___ Records provided

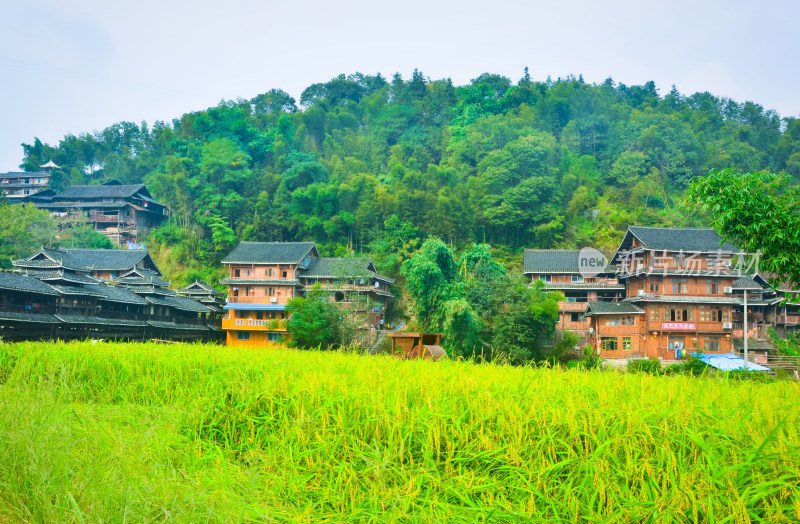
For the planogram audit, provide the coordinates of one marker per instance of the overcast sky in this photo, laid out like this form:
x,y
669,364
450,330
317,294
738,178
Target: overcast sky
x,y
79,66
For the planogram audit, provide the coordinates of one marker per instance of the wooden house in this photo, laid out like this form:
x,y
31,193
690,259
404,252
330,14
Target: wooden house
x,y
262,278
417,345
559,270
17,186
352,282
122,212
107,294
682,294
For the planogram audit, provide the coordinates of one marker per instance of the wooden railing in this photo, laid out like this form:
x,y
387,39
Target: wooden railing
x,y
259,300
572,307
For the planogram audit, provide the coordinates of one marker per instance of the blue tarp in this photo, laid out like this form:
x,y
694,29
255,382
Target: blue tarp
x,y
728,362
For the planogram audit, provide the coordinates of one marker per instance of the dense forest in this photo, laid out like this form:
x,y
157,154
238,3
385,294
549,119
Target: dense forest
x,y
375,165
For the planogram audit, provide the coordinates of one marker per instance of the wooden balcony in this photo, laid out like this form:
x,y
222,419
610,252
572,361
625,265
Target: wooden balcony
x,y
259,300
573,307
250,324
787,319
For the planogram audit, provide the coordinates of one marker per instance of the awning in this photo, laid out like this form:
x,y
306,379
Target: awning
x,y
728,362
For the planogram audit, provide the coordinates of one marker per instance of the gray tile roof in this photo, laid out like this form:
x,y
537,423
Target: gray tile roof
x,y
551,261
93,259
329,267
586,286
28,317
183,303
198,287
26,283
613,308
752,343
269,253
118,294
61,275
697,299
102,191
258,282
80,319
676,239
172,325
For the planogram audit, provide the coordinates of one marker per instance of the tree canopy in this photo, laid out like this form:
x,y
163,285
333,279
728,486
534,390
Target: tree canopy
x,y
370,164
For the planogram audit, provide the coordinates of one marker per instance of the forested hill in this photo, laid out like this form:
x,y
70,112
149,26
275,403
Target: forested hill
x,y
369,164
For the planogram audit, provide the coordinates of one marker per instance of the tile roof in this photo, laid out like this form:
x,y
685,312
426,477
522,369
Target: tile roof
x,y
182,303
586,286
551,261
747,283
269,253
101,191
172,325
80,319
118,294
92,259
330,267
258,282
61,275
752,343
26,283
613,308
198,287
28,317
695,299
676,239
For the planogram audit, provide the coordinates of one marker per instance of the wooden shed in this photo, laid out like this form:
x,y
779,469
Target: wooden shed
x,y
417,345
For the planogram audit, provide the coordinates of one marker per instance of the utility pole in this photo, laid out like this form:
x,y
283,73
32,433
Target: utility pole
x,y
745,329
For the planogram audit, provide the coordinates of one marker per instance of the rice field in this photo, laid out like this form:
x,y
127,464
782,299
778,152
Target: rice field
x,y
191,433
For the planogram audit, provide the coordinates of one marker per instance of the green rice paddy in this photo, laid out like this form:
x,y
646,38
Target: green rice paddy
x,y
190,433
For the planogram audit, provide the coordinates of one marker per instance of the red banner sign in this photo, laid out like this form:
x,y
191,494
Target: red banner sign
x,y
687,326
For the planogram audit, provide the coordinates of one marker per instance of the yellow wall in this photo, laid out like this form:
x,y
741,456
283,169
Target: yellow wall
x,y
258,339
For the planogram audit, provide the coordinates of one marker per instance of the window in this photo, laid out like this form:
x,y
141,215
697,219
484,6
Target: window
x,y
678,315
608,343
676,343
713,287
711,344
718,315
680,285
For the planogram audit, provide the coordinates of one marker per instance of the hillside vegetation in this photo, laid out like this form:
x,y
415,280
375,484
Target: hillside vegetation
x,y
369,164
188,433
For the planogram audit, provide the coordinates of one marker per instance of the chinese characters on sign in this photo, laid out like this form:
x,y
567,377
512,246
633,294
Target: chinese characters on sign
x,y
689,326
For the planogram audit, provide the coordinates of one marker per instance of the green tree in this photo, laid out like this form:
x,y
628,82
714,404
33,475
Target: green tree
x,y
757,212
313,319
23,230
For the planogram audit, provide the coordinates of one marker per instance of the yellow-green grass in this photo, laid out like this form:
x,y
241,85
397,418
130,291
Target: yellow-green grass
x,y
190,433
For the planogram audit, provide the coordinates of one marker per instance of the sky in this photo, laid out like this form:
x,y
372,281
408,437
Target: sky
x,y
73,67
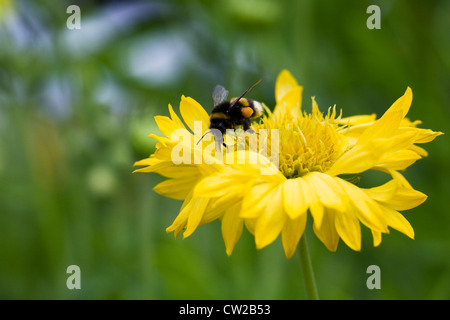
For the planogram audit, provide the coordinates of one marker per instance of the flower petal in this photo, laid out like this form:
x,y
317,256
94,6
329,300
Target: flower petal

______

What you need to do — Reproduce the material in its entirety and word for word, without the pictures.

Result of the exercise —
For the planogram audit, provide the coordinates of one marker per instance of the overcast sky in this photo, laid out like this form:
x,y
669,364
450,330
317,294
738,178
Target: overcast sky
x,y
79,66
For the planogram audit, provide the coordinates of one marker per instance of the wooden house in this photo, laid out like this form:
x,y
31,193
690,259
404,252
330,14
Target: wooden house
x,y
262,278
417,345
559,270
17,186
352,282
122,212
107,294
682,294
For the planogram audit, provide the coordinates of one marker per instance of the wooden railing in this photo, laid out like this form:
x,y
387,39
Target: wooden railing
x,y
259,300
572,307
For the planogram audit, provide the coordinates of one marker per instance of the blue tarp in this photo, laid out like this form:
x,y
694,29
255,382
Target: blue tarp
x,y
728,362
For the planogram audit, provide the coordinates of one marker per instance of the dense forest in this photo, laid out like this form:
x,y
157,154
238,3
385,294
549,119
Target: dense forest
x,y
375,165
For the planogram audit, provide the coordinates of one marker per instance of the wooden balcony in this photo, laid out like this form:
x,y
222,419
610,252
572,361
625,265
Target: wooden balcony
x,y
259,300
573,307
250,324
787,319
For the planogram audit, provide the coordinates of one marker per instance of the awning in this photo, laid out like this form:
x,y
306,379
Target: awning
x,y
728,362
For the planogram audit, provide the coordinates of one marker per instance of the gray tile roof in this photo, laid out like this form:
x,y
537,423
Target: gray tile roof
x,y
551,261
93,259
329,267
586,286
28,317
183,303
198,287
26,283
613,308
752,343
269,253
118,294
61,275
697,299
102,191
258,282
80,319
676,239
172,325
For the planogram audit, provide the coordinates of one marker per instance of the tree canopy in this photo, laid out like this form:
x,y
163,285
333,279
728,486
534,390
Target: tree canopy
x,y
370,164
For the planogram audit, provide the coordinates of one marker per instance of the forested hill in this photo, laid out like this form:
x,y
70,112
149,26
275,403
Target: forested hill
x,y
369,164
For the planogram audit, provide the coordinates of one marker per instance of the tile roof in this photo, laid out like this form:
x,y
685,312
426,477
522,369
Target: tile roof
x,y
182,303
586,286
551,261
747,283
269,253
101,191
172,325
80,319
118,294
92,259
330,267
258,282
61,275
752,343
26,283
613,308
198,287
28,317
695,299
676,239
For the planogram audit, provide the coordinates of one marker per instance of the wooden shed in this photo, laid out like this form:
x,y
779,469
Target: wooden shed
x,y
417,345
For the planogram audit, provide the coordinates of one marker per instance of the utility pole in this photo, laid out like this form:
x,y
283,73
32,433
Target: utility pole
x,y
745,329
For the planogram audit, provide the coordinates of one marker per instance of the rice field in this photo, laid out like this form:
x,y
127,464
782,299
778,152
Target: rice field
x,y
191,433
For the planogram audit, provide the coordinates of one marker per instance of the green rice paddy in this photo, laid out like this form:
x,y
646,38
Target: green rice paddy
x,y
190,433
For the planogram audit, provide the coordinates of one marker per instance of the red banner sign in this photo, laid out like this form:
x,y
191,494
Target: red banner sign
x,y
687,326
For the planogram audit, provide the coordinates of one marker per instance of the yellow wall in this photo, laid out like this form:
x,y
741,456
283,169
Target: yellow wall
x,y
258,339
For the planogram audit, provide the coordinates of one marker per instance of the window in this photo, laid out like this form:
x,y
141,215
697,219
484,6
Target: window
x,y
678,315
608,343
676,343
713,287
711,344
718,315
680,285
For the planogram audit, provide the coordinates of one marker per instance of the hillside vegetation in this photo, laid out like this form:
x,y
415,280
375,484
Target: hillside vegetation
x,y
369,164
188,433
For the planogram audit, provide the coordinates of one marker per instance of the chinese characters on sign in this photo, laid out like this form:
x,y
567,377
512,246
633,294
Target: chinese characters on sign
x,y
689,326
For the planogram audit, provide the coordinates of one marker per instance of the green tree in this photo, laid out like this form:
x,y
628,82
714,404
33,475
Target: green tree
x,y
757,212
313,319
23,230
For the planogram audit, provide the coordinates of one marker per instance of the yellow-green grass in this photo, laid out like this form:
x,y
241,85
397,418
130,291
Target: yellow-green grass
x,y
190,433
For the planogram audit, provide the coordinates of one marker per instance of the sky in this photo, laid out like this form:
x,y
372,281
408,437
Target: sky
x,y
73,67
For the planogram audit, provide the coordinates of one marker per instance of the flower petal in this photo, laid out like this form:
x,y
317,256
94,6
329,300
Target: flower petal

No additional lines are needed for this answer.